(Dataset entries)
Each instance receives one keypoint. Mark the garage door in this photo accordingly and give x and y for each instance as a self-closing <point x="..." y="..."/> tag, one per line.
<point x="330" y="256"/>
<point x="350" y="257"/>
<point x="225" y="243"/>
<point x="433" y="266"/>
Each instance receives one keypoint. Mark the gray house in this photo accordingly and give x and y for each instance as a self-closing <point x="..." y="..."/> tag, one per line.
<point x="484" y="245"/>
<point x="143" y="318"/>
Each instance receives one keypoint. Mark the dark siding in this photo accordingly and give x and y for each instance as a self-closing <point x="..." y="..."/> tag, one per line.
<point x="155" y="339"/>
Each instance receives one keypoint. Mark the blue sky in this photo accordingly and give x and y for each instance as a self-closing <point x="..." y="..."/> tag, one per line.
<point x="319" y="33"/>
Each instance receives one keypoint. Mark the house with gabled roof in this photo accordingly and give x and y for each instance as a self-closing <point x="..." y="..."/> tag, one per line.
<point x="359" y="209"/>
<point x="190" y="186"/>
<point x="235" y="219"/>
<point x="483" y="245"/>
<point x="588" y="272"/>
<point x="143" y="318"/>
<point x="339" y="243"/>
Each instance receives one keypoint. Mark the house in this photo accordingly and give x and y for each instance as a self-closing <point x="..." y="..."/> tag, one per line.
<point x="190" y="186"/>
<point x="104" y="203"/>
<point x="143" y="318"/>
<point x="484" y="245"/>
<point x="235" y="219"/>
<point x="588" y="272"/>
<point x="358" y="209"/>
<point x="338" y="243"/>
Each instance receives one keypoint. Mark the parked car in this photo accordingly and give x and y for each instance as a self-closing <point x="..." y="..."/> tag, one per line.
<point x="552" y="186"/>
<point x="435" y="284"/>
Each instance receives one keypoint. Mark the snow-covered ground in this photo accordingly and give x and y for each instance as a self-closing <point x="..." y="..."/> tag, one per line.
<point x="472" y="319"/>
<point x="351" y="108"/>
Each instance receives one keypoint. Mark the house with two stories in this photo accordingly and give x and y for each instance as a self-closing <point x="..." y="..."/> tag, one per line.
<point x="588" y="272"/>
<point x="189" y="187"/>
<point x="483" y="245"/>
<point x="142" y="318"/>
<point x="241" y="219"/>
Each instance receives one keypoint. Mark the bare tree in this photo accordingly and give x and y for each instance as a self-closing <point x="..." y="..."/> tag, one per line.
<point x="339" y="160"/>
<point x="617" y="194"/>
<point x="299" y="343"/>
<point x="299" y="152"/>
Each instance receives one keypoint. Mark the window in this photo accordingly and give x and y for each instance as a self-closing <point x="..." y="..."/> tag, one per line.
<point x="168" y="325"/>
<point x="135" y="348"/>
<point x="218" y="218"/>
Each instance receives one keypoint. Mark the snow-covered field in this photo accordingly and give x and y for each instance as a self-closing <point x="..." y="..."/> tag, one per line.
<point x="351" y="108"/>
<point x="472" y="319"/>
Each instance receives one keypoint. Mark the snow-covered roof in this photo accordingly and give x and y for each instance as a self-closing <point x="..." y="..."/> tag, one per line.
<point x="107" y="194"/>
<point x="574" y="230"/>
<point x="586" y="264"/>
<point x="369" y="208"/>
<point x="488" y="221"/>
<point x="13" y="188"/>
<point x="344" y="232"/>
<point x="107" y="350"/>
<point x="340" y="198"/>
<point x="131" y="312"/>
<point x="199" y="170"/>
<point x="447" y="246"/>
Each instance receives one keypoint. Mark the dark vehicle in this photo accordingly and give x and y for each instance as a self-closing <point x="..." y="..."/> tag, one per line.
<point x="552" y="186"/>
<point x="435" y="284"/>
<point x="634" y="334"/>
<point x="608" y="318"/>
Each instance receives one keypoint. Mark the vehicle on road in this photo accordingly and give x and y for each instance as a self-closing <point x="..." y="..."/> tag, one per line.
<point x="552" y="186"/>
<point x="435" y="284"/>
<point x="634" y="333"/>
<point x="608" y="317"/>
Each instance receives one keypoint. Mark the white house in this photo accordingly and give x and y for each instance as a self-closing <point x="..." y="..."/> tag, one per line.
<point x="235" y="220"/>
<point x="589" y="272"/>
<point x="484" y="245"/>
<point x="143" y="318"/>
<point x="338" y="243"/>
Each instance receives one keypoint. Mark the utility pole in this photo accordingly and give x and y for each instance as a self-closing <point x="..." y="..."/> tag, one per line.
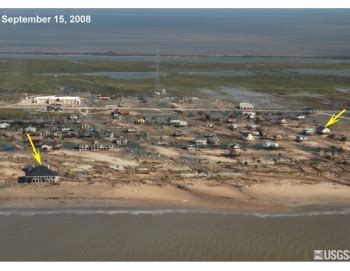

Problem details :: Output all entries unchanged; skip the pictures.

Answer space ::
Each instance receives one keypoint. Mark the garage door in this photo accordingly and give x and y for each instance as a self-closing <point x="..." y="..."/> tag, one per line.
<point x="330" y="256"/>
<point x="350" y="257"/>
<point x="225" y="243"/>
<point x="433" y="266"/>
Each instance receives one keypoint. Mark the gray house in this photo accordingly and give x and y for each instance as a self-closing <point x="..." y="..."/> tag, one per line.
<point x="484" y="245"/>
<point x="143" y="318"/>
Each instance receives one keypoint. Mark the dark siding in this photo accordingly and give x and y for each instance as a self-closing <point x="..." y="..."/> tag, one per line.
<point x="155" y="339"/>
Each instance receives one keypoint. Mark the blue sky in this photo accordingly and give x and y for each instance as a self-closing <point x="..." y="..."/> tag, one per line.
<point x="319" y="33"/>
Each instance receives one keypoint. Mark the house with gabled roof in this photo accordingly and give x and y for each instance as a self-closing <point x="..." y="..."/> tag, one per line.
<point x="359" y="209"/>
<point x="190" y="186"/>
<point x="235" y="219"/>
<point x="483" y="245"/>
<point x="588" y="272"/>
<point x="143" y="318"/>
<point x="339" y="243"/>
Each instance receives one keypoint. Mark the house in this photo accordingly and give x and y for each instance as a self-closing <point x="..." y="..."/> tag, one per line.
<point x="190" y="186"/>
<point x="104" y="203"/>
<point x="143" y="318"/>
<point x="484" y="245"/>
<point x="235" y="219"/>
<point x="588" y="272"/>
<point x="358" y="209"/>
<point x="338" y="243"/>
Each instance receives one keypoint. Mark the parked car in this photo accordingly and give x and y for each instance as a self-closing <point x="..." y="..."/> tag, one per line.
<point x="552" y="186"/>
<point x="435" y="284"/>
Each instance receives one keypoint. Mark the snow-covered ground in this photo accordingly and give x and y for each instance as a self-closing <point x="..." y="..."/> tag, one per line.
<point x="472" y="319"/>
<point x="351" y="108"/>
Each instance receives one keypoint. Mark the house with two stories in this photo accordingly and give x and y for each instance as a self-closing <point x="..." y="..."/> tag, one per line.
<point x="588" y="272"/>
<point x="189" y="187"/>
<point x="483" y="245"/>
<point x="142" y="318"/>
<point x="241" y="219"/>
Each instance receives one keypoint. Mark the bare tree in this photo accordingly and give x and y for each instance as a self-closing <point x="..." y="..."/> tag, one per line.
<point x="339" y="160"/>
<point x="617" y="194"/>
<point x="299" y="343"/>
<point x="299" y="152"/>
Each instance receives one keypoint. Mark the window in this photo accordingly and give x and y for each instance as a self-closing <point x="..." y="..."/> tag, one per line.
<point x="168" y="325"/>
<point x="135" y="348"/>
<point x="218" y="218"/>
Each instance receives one keypoint. Mark the snow-covered field in this photo accordingly and give x and y for each instance as a self-closing <point x="..." y="..."/> tag, one per line.
<point x="351" y="108"/>
<point x="472" y="319"/>
Each instance receives one keypoint. Mark the snow-covered roof in this photo accordingly and give x and y for each instance as a self-closing <point x="..." y="..."/> tag, one per line.
<point x="107" y="194"/>
<point x="574" y="230"/>
<point x="586" y="264"/>
<point x="369" y="208"/>
<point x="488" y="221"/>
<point x="13" y="188"/>
<point x="344" y="232"/>
<point x="107" y="350"/>
<point x="340" y="198"/>
<point x="131" y="312"/>
<point x="199" y="170"/>
<point x="447" y="246"/>
Each instance receives one keypoint. Mark the dark vehicle in this photo accordingly and give x and y for each instance as a self-closing <point x="..." y="..."/> tag, one per line.
<point x="552" y="186"/>
<point x="435" y="284"/>
<point x="634" y="334"/>
<point x="608" y="318"/>
Each instance receives one keypoint. Mark the vehicle on road in this photo accordingly and give x and y for each instance as a self-closing <point x="..." y="..."/> tag, one per line.
<point x="552" y="186"/>
<point x="435" y="284"/>
<point x="634" y="333"/>
<point x="608" y="317"/>
Each instance receives one keypoint. Mark the white house in this photo accordingly and give x and y for each instance as a self-closing <point x="..." y="..."/> tag, one per line.
<point x="235" y="220"/>
<point x="589" y="272"/>
<point x="484" y="245"/>
<point x="143" y="318"/>
<point x="338" y="243"/>
Each instance receives one keypoint. Mark the utility pole in this photo accordingly and give x and y for each instance as a self-closing <point x="..." y="..."/> tag, one per line.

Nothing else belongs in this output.